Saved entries
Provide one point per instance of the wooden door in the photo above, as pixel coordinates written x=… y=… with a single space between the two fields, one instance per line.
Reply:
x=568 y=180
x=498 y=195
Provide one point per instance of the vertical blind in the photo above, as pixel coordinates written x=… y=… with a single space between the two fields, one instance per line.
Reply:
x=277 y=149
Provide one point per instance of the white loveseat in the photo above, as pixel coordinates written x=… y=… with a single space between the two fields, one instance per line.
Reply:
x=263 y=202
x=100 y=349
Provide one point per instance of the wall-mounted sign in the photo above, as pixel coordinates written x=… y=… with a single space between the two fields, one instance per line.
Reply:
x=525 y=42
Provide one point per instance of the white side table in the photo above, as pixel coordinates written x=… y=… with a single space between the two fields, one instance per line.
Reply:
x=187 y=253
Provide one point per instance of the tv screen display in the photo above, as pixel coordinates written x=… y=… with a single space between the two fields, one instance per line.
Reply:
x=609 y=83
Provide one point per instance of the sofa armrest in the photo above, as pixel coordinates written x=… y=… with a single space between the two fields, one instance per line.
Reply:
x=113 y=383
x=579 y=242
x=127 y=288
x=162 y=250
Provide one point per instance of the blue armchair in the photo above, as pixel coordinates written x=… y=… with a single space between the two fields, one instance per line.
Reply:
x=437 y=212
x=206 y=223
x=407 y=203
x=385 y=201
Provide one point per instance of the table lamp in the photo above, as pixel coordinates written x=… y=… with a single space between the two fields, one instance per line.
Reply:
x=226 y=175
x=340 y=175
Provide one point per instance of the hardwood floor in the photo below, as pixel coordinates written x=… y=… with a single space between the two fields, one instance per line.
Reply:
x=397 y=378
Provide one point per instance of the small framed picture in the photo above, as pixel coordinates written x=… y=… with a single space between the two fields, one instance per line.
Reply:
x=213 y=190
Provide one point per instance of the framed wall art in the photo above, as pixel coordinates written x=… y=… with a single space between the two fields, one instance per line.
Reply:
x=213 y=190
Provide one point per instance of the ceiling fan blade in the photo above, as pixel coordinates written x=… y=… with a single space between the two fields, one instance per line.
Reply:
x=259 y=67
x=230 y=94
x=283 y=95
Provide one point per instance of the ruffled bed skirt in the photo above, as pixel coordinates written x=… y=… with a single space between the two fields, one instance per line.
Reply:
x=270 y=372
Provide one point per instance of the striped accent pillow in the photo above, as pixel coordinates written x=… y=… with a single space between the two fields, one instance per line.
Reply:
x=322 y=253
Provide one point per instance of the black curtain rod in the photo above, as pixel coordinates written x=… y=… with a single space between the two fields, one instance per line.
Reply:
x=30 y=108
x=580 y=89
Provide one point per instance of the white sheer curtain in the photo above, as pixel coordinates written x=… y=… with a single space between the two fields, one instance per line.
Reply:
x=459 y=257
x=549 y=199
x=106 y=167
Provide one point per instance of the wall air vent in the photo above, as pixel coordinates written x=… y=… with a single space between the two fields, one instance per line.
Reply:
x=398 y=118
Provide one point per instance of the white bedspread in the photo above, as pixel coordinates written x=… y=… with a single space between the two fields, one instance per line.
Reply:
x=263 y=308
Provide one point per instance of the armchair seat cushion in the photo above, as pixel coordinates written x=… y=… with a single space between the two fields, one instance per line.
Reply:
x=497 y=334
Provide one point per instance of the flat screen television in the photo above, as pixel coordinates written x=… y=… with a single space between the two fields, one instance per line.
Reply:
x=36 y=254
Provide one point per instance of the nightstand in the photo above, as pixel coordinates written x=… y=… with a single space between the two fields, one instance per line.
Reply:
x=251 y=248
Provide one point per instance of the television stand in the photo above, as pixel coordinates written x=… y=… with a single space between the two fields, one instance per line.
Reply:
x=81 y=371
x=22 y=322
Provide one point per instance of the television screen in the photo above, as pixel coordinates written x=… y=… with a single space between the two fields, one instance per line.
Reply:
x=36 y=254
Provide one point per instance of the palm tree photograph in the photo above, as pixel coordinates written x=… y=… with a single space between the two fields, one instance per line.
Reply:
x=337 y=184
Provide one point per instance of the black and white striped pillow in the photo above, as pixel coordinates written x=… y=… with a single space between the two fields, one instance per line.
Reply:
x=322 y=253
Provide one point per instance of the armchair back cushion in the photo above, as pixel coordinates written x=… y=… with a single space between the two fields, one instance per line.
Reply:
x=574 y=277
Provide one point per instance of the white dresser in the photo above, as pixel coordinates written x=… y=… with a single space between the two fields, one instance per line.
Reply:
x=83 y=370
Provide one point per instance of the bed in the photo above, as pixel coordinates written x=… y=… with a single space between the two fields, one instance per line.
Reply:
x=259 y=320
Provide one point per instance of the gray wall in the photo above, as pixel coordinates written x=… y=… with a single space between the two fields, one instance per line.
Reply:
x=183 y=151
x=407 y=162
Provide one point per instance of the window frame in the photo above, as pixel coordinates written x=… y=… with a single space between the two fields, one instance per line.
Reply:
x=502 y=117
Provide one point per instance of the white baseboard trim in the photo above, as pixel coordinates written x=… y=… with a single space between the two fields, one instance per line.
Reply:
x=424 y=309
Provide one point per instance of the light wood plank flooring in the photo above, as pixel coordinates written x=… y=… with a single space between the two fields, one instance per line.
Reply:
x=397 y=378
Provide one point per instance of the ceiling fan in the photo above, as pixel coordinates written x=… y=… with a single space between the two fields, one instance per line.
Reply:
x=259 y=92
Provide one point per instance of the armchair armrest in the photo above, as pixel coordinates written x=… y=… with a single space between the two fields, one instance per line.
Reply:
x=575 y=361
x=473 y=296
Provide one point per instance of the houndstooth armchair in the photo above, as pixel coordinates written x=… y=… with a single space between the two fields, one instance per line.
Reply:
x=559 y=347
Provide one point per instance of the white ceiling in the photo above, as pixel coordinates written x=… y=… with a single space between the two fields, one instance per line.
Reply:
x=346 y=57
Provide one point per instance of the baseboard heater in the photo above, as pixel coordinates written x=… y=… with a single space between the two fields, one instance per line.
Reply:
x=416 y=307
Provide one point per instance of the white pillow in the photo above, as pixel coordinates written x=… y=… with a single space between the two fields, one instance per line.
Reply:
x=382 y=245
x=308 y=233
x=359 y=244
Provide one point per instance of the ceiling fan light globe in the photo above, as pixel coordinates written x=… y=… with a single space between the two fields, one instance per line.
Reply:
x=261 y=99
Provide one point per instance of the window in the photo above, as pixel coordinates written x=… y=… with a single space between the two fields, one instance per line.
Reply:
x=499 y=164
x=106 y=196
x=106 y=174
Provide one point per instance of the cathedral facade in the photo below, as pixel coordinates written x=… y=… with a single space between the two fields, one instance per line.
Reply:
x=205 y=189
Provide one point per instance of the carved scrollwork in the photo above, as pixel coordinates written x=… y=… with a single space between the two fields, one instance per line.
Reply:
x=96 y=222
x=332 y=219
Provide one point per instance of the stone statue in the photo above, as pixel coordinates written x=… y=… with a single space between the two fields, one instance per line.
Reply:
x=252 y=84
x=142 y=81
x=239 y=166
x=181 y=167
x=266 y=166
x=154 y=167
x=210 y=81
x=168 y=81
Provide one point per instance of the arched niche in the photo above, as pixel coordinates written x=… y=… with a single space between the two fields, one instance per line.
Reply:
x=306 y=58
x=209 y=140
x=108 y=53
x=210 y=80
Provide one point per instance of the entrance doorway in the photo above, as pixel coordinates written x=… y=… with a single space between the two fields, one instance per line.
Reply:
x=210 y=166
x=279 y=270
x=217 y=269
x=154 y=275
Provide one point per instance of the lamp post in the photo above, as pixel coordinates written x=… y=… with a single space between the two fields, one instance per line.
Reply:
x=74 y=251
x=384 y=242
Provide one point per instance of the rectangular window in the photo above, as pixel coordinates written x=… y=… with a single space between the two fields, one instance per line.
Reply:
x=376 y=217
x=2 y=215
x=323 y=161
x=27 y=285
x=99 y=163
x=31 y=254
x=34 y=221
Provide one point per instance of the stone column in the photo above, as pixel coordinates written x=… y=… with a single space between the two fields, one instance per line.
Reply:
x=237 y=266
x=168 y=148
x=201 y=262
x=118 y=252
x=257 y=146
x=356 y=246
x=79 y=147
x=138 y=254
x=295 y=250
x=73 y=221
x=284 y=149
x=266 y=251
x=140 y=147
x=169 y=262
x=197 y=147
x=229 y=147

## WHAT YOU WILL DO
Copy out, from the data above, each line where the string "baseboard" is present.

## ANSWER
Provide one point per instance of the white baseboard trim in the photo above, as pixel coordinates written x=… y=… with a single space between the two fields, one instance per line.
Provide one point per instance of the baseboard heater in the photo above, as pixel coordinates written x=… y=… with a single space between the two fields, one instance per line.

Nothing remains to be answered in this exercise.